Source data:
■ ■ ■ ■

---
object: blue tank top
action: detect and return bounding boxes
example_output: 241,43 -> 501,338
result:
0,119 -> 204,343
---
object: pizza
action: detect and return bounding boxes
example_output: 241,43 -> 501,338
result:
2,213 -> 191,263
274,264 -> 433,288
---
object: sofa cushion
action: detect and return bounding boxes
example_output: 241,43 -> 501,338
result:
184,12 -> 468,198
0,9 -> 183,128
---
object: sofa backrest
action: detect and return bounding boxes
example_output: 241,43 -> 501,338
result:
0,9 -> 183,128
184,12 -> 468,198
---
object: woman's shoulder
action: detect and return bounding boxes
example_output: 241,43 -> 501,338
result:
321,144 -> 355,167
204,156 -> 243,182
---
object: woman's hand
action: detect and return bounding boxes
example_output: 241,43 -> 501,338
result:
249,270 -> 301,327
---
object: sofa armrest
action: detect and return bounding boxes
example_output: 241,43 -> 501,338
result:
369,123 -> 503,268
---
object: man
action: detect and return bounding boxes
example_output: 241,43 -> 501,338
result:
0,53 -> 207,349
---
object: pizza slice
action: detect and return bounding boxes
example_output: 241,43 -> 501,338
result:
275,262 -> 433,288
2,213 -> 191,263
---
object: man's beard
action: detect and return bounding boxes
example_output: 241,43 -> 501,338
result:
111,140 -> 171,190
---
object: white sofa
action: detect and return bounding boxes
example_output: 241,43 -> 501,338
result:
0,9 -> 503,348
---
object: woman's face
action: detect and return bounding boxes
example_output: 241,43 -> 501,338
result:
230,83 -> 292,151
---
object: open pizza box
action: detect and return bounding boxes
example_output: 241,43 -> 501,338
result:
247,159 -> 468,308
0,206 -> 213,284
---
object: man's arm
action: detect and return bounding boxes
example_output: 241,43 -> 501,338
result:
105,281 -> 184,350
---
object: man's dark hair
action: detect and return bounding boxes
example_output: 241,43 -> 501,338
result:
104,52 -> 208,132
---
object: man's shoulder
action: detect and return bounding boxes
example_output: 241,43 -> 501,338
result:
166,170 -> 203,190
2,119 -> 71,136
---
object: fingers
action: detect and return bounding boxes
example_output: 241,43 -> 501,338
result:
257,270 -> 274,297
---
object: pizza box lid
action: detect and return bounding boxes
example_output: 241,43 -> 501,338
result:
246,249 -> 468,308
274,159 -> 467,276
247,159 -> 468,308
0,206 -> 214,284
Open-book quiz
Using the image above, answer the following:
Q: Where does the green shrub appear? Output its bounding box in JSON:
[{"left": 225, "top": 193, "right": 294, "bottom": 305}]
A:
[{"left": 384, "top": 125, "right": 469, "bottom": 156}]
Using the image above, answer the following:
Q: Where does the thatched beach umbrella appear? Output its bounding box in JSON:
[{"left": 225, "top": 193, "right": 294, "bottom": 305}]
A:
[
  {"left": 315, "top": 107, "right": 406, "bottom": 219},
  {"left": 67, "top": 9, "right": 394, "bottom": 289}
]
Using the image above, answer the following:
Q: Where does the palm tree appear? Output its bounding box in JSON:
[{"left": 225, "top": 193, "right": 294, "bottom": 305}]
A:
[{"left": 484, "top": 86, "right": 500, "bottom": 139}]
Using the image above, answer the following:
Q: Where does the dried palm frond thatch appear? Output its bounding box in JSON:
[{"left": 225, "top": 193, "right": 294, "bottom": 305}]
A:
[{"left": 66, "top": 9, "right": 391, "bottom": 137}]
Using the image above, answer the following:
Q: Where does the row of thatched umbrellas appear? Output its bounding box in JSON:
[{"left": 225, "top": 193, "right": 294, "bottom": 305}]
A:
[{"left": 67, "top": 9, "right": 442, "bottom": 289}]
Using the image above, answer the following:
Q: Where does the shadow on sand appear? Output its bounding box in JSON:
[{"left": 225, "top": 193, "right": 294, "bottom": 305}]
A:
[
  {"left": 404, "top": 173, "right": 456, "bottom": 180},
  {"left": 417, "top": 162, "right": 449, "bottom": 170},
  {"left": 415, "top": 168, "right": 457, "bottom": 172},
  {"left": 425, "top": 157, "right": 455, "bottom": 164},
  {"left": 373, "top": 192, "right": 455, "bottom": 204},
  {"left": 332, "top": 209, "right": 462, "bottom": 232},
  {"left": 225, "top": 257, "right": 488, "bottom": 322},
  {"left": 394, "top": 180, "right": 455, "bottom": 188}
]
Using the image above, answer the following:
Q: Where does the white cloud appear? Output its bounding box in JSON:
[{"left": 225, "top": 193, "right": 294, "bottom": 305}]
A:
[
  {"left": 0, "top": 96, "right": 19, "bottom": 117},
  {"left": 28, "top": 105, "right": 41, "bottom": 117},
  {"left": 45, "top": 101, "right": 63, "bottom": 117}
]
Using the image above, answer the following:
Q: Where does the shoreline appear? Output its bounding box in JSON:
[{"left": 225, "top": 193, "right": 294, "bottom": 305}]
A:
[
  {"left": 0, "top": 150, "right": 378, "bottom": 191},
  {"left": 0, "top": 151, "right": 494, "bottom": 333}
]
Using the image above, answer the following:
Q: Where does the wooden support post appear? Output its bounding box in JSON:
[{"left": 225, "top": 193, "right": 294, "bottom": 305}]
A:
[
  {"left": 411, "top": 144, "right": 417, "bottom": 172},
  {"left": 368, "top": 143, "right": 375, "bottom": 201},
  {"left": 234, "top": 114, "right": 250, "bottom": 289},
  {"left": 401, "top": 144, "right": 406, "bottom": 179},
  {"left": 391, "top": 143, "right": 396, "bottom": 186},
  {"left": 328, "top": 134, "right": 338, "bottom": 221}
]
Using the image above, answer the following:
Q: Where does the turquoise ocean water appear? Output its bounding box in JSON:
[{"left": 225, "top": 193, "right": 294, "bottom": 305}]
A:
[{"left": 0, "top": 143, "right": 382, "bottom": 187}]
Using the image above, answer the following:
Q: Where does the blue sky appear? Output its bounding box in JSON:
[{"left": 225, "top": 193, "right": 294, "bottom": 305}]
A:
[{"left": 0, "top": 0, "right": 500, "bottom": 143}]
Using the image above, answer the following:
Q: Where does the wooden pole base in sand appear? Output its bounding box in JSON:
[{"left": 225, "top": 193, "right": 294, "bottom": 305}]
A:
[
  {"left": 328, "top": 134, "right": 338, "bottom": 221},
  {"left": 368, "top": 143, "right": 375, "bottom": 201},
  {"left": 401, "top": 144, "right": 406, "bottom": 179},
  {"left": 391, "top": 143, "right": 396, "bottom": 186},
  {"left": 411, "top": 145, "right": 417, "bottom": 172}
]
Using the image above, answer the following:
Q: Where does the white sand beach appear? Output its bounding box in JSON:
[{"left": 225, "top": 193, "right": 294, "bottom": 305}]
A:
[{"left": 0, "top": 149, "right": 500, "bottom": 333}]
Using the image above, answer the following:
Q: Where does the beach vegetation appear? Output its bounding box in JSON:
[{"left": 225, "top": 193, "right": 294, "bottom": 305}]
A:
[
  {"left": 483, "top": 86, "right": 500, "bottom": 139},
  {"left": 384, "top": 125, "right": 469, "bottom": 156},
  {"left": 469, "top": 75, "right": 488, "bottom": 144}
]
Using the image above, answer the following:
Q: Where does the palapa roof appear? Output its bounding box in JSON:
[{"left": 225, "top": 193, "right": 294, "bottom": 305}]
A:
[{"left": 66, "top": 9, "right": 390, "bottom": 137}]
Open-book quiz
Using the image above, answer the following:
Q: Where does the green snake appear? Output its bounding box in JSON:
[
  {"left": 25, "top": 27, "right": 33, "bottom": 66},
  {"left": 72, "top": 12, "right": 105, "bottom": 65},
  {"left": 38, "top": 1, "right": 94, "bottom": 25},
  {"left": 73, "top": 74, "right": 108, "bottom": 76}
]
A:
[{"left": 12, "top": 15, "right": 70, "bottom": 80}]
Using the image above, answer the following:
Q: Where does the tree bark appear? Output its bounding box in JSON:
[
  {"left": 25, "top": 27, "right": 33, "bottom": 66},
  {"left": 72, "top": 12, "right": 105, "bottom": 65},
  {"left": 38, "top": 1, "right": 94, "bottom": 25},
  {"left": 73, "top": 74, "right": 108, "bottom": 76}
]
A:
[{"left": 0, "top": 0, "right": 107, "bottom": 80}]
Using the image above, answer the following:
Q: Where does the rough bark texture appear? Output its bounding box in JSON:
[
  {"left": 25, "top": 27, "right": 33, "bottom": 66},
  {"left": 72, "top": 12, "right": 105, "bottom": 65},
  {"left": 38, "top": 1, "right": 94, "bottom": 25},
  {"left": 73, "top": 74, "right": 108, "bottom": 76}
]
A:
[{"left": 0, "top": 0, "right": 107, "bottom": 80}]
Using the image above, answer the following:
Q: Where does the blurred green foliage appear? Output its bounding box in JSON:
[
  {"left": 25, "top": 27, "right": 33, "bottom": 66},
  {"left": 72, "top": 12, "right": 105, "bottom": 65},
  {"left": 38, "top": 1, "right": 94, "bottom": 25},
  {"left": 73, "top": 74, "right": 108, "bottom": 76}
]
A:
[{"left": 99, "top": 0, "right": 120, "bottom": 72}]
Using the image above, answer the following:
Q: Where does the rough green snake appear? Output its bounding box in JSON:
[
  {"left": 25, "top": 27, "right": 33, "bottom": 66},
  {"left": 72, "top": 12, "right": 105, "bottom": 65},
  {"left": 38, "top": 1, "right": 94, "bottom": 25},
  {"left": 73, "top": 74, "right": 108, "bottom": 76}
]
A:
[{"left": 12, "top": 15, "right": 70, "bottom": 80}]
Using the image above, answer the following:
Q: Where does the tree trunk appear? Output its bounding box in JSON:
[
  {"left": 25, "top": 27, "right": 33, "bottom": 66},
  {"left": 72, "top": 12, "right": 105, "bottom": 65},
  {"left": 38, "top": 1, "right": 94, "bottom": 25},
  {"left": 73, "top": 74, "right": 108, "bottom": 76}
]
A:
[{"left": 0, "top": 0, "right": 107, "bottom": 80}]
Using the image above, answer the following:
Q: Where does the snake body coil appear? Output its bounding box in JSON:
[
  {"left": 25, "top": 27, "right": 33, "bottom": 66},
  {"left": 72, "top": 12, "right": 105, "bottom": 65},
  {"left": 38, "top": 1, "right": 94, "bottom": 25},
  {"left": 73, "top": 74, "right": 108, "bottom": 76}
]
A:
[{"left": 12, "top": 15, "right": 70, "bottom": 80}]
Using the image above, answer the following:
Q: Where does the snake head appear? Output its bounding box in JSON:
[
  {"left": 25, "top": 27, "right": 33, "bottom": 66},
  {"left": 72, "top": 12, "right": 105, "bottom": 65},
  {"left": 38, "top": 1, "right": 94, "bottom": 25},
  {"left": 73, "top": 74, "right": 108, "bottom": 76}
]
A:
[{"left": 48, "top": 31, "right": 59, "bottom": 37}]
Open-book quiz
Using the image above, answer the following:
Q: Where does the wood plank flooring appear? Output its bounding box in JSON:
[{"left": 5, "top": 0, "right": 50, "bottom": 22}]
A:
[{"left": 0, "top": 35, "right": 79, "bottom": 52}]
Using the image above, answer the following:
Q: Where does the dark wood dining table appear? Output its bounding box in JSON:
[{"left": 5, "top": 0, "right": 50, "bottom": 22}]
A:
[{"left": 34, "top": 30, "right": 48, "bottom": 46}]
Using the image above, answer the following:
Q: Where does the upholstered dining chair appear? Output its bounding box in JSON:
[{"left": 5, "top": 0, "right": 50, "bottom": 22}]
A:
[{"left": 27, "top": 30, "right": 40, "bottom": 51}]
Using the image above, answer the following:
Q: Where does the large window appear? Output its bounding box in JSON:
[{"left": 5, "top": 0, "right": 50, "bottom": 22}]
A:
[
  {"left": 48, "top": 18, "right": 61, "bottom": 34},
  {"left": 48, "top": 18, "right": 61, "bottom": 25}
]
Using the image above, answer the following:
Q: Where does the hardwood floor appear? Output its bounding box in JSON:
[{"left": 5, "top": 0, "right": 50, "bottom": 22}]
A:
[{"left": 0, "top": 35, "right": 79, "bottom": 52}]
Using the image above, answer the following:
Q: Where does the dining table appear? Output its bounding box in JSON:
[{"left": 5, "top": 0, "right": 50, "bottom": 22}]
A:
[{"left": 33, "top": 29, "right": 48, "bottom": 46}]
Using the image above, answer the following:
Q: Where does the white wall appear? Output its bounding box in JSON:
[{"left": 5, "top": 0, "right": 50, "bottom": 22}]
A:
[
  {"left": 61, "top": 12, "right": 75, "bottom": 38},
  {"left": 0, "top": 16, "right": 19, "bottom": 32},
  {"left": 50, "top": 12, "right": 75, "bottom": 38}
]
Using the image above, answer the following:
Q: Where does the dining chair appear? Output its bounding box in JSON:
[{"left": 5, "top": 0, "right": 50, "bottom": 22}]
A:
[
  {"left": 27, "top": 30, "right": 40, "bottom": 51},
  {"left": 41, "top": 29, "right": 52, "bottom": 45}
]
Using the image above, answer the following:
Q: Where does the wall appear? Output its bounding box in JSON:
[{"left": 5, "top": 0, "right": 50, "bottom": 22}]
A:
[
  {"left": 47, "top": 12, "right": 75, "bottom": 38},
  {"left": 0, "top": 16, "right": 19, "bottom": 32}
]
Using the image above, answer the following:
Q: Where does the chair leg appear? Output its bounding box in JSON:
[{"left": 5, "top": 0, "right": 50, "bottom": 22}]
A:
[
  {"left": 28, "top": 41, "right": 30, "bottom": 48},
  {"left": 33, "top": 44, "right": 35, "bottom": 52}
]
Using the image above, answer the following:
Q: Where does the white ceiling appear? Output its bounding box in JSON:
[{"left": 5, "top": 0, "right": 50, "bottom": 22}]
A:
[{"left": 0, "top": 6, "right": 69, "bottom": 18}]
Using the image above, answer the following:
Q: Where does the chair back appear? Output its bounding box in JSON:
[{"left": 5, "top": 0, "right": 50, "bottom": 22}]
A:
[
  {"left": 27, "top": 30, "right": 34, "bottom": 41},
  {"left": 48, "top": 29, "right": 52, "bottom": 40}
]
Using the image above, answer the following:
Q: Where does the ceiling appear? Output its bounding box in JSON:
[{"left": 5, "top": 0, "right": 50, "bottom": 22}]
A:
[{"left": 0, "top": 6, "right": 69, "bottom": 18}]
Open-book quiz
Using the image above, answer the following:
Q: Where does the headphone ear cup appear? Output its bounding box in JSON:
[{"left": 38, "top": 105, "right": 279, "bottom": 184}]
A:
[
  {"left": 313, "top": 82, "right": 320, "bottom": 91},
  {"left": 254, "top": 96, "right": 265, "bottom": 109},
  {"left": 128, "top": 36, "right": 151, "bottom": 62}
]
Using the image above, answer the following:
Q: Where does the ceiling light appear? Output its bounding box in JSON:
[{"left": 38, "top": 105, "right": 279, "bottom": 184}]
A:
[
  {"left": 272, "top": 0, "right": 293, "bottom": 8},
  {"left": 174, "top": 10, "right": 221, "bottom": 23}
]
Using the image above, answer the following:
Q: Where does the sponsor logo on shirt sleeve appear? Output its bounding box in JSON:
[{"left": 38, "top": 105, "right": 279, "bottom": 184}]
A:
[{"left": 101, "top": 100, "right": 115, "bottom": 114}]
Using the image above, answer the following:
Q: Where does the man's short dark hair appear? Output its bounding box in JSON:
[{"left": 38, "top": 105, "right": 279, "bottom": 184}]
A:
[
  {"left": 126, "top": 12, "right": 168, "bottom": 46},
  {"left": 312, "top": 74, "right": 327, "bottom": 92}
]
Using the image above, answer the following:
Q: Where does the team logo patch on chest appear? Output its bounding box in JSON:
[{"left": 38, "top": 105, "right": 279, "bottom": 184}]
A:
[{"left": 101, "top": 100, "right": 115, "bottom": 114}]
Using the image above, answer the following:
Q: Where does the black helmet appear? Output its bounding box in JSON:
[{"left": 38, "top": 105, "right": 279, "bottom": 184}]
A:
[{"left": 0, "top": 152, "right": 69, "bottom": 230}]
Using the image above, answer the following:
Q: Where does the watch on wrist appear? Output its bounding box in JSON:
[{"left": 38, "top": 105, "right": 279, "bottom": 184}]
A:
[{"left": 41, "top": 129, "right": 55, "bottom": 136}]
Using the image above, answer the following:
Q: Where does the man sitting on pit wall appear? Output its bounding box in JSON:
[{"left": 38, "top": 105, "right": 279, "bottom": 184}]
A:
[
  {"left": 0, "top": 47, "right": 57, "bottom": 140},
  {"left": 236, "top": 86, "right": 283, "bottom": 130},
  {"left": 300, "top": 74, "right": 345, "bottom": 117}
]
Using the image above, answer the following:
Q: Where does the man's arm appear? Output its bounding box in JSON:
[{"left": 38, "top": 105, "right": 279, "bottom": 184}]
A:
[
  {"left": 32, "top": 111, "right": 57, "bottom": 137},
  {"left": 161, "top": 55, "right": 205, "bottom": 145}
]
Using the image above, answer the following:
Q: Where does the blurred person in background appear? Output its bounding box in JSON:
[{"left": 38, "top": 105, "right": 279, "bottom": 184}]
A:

■ ■ ■ ■

**Given instruction**
Starting with the first line of the records and going on through the line with "204,156 -> 243,182", write the lines out again with every "sofa" changed to "couch" and nothing else altered.

**Full response**
---
object: blue tank top
action: detect and return bounding boxes
example_output: 241,43 -> 501,338
result:
0,119 -> 204,343
---
object: pizza
action: detect and return bounding boxes
example_output: 241,43 -> 501,338
result:
2,213 -> 191,263
274,264 -> 433,288
---
object: couch cushion
action: detect and return bounding boxes
example_output: 241,43 -> 501,338
result:
184,12 -> 468,198
0,9 -> 183,128
---
object: couch backrest
action: detect and return bounding boxes
example_output: 241,43 -> 501,338
result:
0,9 -> 183,128
184,12 -> 468,198
---
object: woman's shoulder
action: detect and return bounding boxes
example_output: 241,43 -> 501,338
result:
321,144 -> 355,167
204,156 -> 243,182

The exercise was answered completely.